▶ **TASK OBJECTIVE**:
Can you copy the court opinion below, everything from "The May 25, 2018" down to "awarded on appeal.", switching "trial court" to "lower court"?

▶ **EXTRACT**:
◇ ◇ ◇ ◇ ◇
Here, the claim of ineffective assistance of counsel cannot be resolved in the direct appeal because it involves questions of fact. Appellant has not asked this court to take evidence and make factual determinations pursuant to Code of Civil Procedure section 909 and California Rules of Court, rule 8.252. We note this authority is rarely exercised. (See In re Zeth S. (2003) 31 Cal.4th 396, 405 [authority should be exercised only in exceptional circumstances].) Moreover, the LPS provides a relatively simple mechanism for challenging the imposition of special disabilities that is superior to the rarely invoked procedure of an appellate court taking evidence and making factual determinations—specifically, the petition authorized by section 5358.3. Based on the foregoing, this court will not address the merits of appellant’s claim of ineffective assistance of counsel.

DISPOSITION

The May 25, 2018 order appointing a conservator of the person and estate of appellant is reversed as to the special disability stating “Conservatee shall not retain the right to vote” and is affirmed in all other respects. The trial court is directed to enter a modified order containing no voting disability and to notify the Secretary of State and county election official that appellant has retained or been restored the right to register to vote, provided that such a notice is necessary to undo the effect of the voting disability imposed. No costs are awarded on appeal.

HILL, P.J.

WE CONCUR:

_____________________

DETJEN, J.

_____________________

SNAUFFER, J.


[1] Further statutory references are to the Welfare and Institutions Code unless otherwise specified.
◇ ◇ ◇ ◇ ◇
▶ **SUPPLIED DATA**:
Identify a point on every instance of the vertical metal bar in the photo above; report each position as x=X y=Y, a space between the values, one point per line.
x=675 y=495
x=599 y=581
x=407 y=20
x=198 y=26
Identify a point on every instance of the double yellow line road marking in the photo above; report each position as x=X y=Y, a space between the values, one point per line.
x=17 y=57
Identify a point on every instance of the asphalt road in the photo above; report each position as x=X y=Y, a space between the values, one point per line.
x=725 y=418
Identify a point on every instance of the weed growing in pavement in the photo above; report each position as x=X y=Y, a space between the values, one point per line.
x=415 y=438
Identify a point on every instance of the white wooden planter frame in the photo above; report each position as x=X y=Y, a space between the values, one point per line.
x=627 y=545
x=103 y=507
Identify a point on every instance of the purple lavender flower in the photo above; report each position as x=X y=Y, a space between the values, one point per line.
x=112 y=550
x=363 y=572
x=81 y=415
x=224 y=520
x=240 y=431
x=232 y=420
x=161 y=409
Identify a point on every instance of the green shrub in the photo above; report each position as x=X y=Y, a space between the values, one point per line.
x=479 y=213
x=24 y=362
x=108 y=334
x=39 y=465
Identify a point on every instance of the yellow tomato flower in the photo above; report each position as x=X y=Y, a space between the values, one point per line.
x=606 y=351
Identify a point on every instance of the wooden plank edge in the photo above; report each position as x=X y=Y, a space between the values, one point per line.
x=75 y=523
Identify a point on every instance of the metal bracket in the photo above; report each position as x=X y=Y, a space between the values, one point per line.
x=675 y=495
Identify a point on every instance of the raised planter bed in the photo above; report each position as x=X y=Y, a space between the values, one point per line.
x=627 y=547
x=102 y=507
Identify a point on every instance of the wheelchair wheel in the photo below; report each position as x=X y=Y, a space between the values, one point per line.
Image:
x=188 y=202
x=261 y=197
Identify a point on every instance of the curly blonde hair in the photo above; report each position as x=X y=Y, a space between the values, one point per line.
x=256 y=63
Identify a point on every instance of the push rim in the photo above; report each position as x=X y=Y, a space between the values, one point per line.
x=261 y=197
◇ ◇ ◇ ◇ ◇
▶ **TASK OUTPUT**:
The May 25, 2018 order appointing a conservator of the person and estate of appellant is reversed as to the special disability stating “Conservatee shall not retain the right to vote” and is affirmed in all other respects. The lower court is directed to enter a modified order containing no voting disability and to notify the Secretary of State and county election official that appellant has retained or been restored the right to register to vote, provided that such a notice is necessary to undo the effect of the voting disability imposed. No costs are awarded on appeal.